* What you will do *
Could you rewrite the stretch of the material below from the line containing "of the mown" through the line containing "x=371, y=107", swapping "thickest part" for "widest part" and keeping everything else the same? Give only those lines.

* Input data *
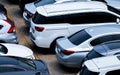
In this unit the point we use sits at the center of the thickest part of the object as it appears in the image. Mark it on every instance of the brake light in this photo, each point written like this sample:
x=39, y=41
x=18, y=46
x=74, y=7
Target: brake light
x=67, y=52
x=31, y=15
x=40, y=29
x=11, y=30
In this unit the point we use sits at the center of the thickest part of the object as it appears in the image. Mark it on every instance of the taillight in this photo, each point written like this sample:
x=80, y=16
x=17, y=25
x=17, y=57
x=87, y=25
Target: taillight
x=11, y=30
x=31, y=15
x=40, y=29
x=67, y=52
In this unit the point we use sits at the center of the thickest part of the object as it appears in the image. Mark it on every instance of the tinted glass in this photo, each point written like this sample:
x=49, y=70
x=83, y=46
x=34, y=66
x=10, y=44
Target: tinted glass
x=79, y=18
x=3, y=49
x=104, y=39
x=27, y=64
x=115, y=72
x=10, y=69
x=112, y=46
x=93, y=54
x=85, y=71
x=79, y=37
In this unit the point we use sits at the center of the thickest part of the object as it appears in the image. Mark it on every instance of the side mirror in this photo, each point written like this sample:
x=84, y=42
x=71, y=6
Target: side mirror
x=118, y=21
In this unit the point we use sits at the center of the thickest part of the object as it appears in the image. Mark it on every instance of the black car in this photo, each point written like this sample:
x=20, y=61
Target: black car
x=17, y=64
x=105, y=49
x=3, y=9
x=22, y=73
x=23, y=2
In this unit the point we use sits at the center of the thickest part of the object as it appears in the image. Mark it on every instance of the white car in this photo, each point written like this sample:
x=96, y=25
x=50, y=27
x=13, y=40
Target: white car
x=70, y=51
x=30, y=8
x=109, y=65
x=57, y=20
x=7, y=49
x=7, y=27
x=113, y=3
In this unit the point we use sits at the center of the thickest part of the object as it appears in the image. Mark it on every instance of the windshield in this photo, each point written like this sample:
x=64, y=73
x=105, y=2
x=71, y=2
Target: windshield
x=114, y=45
x=85, y=71
x=79, y=37
x=3, y=49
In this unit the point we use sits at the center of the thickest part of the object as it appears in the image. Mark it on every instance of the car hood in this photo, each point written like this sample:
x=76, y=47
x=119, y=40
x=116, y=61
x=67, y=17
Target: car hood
x=30, y=7
x=17, y=50
x=114, y=3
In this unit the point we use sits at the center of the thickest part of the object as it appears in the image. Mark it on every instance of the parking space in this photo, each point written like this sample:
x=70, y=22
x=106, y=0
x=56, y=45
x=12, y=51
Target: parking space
x=24, y=39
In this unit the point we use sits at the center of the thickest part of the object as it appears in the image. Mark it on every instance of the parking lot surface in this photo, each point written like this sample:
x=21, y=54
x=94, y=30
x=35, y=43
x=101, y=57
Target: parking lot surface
x=24, y=39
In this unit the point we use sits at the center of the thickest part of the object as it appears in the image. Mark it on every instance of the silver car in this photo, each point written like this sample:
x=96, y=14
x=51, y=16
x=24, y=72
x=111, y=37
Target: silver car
x=71, y=50
x=7, y=27
x=105, y=49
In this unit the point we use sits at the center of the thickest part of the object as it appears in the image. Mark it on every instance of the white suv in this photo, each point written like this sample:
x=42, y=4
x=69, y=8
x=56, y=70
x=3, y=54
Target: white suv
x=57, y=20
x=109, y=65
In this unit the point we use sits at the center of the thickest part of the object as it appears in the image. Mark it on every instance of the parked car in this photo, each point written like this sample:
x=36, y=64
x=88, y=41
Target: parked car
x=109, y=65
x=14, y=1
x=113, y=3
x=22, y=73
x=3, y=9
x=7, y=49
x=7, y=27
x=57, y=20
x=23, y=2
x=30, y=8
x=105, y=49
x=17, y=64
x=70, y=51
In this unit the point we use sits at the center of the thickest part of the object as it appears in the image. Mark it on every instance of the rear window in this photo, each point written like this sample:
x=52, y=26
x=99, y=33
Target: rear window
x=77, y=18
x=93, y=54
x=43, y=2
x=79, y=37
x=112, y=46
x=3, y=49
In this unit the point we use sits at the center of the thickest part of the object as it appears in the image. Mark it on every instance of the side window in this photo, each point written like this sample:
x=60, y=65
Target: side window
x=9, y=69
x=115, y=72
x=101, y=40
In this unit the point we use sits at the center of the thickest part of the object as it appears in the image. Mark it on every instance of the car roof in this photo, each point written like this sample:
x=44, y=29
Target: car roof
x=97, y=64
x=107, y=47
x=71, y=7
x=20, y=73
x=9, y=60
x=103, y=29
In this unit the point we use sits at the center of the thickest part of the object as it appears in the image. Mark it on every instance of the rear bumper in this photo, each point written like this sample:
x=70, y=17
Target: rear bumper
x=9, y=38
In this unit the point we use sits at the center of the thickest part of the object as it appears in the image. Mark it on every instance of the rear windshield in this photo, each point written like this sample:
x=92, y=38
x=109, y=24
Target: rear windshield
x=93, y=54
x=112, y=46
x=43, y=2
x=79, y=37
x=3, y=49
x=76, y=18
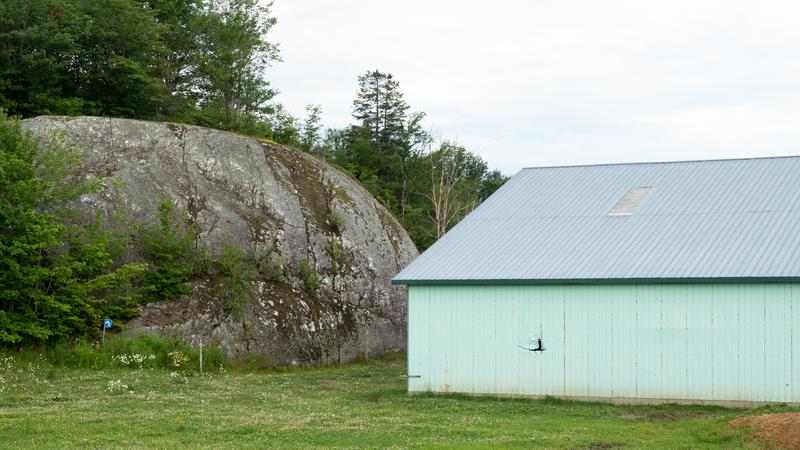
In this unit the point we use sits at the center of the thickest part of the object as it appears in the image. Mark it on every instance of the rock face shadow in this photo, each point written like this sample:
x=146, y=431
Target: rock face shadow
x=303, y=217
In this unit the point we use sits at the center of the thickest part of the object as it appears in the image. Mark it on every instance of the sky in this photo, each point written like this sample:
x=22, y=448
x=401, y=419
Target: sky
x=542, y=83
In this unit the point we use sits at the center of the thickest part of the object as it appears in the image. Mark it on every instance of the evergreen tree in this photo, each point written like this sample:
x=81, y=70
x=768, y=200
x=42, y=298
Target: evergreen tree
x=380, y=107
x=310, y=134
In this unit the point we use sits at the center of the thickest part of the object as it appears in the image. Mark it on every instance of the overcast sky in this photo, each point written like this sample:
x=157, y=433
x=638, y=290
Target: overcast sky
x=537, y=83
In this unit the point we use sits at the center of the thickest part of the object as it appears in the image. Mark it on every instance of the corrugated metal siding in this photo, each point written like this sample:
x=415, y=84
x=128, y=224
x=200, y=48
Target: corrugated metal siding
x=705, y=220
x=710, y=342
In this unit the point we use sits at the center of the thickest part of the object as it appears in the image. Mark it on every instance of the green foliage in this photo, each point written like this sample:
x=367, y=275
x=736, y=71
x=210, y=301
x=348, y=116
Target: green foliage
x=195, y=61
x=235, y=273
x=336, y=252
x=174, y=254
x=355, y=406
x=310, y=278
x=390, y=153
x=268, y=263
x=337, y=220
x=310, y=135
x=58, y=275
x=229, y=66
x=141, y=351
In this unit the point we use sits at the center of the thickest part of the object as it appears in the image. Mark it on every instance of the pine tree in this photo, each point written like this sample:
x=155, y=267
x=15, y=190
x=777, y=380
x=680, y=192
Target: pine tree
x=380, y=107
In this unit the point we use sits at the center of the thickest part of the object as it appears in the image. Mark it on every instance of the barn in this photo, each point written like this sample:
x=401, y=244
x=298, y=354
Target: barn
x=627, y=283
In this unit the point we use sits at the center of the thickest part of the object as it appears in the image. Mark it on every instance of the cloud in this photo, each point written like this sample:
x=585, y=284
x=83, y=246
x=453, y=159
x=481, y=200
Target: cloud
x=560, y=82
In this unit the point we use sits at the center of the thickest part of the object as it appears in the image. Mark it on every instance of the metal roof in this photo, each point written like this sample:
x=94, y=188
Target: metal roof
x=703, y=220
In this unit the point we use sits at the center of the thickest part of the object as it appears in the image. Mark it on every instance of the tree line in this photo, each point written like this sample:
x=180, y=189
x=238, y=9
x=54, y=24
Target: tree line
x=204, y=62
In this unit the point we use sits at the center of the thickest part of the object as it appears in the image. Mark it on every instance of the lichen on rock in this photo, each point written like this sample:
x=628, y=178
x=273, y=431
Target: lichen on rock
x=281, y=204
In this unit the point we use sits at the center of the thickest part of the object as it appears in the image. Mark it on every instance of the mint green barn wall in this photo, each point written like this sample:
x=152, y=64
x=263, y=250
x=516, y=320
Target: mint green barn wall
x=696, y=342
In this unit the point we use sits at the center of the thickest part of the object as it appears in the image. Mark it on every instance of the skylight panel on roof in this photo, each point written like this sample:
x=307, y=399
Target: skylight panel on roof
x=631, y=201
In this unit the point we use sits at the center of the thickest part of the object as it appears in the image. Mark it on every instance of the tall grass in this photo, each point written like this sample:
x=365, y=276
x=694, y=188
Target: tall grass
x=142, y=351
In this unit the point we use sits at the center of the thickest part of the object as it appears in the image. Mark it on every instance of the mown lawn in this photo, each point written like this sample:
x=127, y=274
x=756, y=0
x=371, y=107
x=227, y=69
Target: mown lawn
x=353, y=406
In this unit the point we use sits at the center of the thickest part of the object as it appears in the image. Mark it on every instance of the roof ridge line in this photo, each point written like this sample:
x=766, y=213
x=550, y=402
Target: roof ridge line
x=644, y=163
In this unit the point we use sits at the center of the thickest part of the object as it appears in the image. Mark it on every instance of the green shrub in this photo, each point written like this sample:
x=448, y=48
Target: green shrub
x=59, y=269
x=174, y=256
x=336, y=252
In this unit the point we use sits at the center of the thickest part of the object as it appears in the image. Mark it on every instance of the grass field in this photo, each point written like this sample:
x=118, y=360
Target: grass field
x=352, y=406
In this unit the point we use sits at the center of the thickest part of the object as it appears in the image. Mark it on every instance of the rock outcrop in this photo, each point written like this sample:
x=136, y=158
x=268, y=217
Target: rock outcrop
x=266, y=198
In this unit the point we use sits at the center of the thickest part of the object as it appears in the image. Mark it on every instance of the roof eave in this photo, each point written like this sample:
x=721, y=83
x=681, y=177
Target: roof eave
x=716, y=280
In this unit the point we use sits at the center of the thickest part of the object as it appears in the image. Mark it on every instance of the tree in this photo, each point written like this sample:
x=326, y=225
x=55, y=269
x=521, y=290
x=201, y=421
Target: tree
x=380, y=107
x=234, y=56
x=455, y=177
x=58, y=275
x=309, y=136
x=37, y=38
x=179, y=20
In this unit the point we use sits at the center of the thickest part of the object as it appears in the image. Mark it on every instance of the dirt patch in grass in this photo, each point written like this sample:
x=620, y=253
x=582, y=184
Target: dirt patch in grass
x=371, y=398
x=602, y=446
x=782, y=430
x=663, y=416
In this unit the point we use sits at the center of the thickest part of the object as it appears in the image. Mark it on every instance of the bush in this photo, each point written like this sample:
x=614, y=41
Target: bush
x=170, y=248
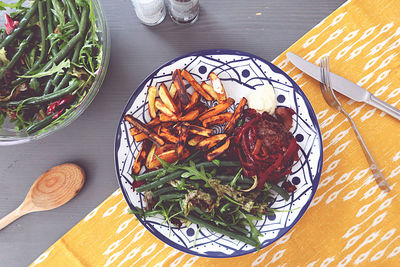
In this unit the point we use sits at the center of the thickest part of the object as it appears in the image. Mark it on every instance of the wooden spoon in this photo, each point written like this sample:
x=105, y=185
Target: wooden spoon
x=51, y=190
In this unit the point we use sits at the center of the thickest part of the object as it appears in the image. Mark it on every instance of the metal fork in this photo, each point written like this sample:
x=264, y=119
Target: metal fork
x=332, y=101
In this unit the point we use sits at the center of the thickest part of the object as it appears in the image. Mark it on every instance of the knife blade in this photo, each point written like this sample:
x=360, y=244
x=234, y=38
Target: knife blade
x=343, y=86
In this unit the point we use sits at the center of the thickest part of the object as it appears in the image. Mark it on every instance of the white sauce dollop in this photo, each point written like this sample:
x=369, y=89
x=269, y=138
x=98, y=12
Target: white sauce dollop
x=263, y=99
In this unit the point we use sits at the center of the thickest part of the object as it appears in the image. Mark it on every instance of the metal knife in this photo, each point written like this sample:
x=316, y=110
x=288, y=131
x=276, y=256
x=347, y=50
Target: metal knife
x=344, y=86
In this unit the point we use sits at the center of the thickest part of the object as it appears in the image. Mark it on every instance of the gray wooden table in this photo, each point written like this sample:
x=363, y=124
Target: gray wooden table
x=136, y=50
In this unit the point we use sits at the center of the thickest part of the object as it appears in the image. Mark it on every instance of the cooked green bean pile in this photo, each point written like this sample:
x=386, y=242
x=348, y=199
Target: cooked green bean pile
x=202, y=193
x=50, y=54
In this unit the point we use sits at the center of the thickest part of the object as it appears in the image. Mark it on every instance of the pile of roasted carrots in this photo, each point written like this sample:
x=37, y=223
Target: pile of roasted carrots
x=182, y=123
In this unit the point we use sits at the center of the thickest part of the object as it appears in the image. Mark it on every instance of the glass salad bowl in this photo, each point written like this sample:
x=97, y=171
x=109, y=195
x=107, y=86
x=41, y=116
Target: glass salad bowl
x=10, y=134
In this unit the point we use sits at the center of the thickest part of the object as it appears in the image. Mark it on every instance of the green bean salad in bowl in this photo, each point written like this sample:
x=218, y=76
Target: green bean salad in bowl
x=54, y=56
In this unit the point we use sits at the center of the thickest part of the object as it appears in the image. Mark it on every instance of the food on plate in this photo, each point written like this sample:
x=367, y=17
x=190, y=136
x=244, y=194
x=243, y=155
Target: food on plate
x=50, y=54
x=152, y=101
x=218, y=87
x=222, y=179
x=263, y=99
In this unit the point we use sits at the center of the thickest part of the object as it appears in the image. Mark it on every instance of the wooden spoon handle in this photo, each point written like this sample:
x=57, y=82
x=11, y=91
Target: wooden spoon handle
x=12, y=216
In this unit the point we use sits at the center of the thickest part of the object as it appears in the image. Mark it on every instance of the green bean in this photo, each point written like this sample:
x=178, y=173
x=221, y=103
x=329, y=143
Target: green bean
x=39, y=125
x=21, y=25
x=50, y=25
x=153, y=174
x=177, y=174
x=193, y=156
x=43, y=49
x=172, y=196
x=67, y=77
x=55, y=79
x=71, y=43
x=22, y=47
x=71, y=6
x=36, y=100
x=207, y=164
x=43, y=36
x=229, y=178
x=159, y=182
x=242, y=230
x=280, y=191
x=219, y=230
x=163, y=191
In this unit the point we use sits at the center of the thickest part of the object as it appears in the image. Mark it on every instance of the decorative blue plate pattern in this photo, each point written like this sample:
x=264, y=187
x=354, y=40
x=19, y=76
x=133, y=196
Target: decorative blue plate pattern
x=241, y=73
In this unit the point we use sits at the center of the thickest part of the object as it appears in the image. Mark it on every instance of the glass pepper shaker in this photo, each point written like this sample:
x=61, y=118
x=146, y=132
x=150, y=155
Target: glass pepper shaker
x=150, y=12
x=183, y=11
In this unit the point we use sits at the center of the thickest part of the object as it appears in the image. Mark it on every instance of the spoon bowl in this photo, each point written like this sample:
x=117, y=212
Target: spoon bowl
x=51, y=190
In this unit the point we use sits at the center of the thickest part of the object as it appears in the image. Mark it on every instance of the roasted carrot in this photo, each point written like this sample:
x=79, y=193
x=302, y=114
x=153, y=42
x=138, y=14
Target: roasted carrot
x=152, y=98
x=211, y=141
x=210, y=90
x=180, y=87
x=163, y=108
x=145, y=129
x=168, y=135
x=200, y=130
x=191, y=116
x=218, y=87
x=196, y=140
x=217, y=119
x=216, y=109
x=141, y=157
x=218, y=151
x=166, y=98
x=166, y=118
x=194, y=99
x=236, y=115
x=196, y=86
x=183, y=133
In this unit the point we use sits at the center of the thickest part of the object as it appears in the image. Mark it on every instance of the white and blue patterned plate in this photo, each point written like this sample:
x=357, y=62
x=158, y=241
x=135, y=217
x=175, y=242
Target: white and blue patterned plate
x=241, y=73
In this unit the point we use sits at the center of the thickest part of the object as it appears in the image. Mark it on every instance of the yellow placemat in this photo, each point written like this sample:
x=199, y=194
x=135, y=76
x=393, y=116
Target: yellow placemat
x=350, y=221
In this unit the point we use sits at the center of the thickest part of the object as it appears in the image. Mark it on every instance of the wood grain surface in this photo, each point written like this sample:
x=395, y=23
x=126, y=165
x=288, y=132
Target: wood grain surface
x=262, y=27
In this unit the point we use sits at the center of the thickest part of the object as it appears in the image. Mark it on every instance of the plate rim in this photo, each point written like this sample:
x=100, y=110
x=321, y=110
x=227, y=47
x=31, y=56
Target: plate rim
x=274, y=68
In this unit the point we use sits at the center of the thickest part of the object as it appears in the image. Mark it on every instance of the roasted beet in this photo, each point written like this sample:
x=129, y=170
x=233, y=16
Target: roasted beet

* Output *
In this unit the point we use sits at the center of the widest part of the object as it appears in the image. Mark it on every instance of the mown lawn in this photo, each point written like this sample:
x=127, y=274
x=756, y=0
x=371, y=107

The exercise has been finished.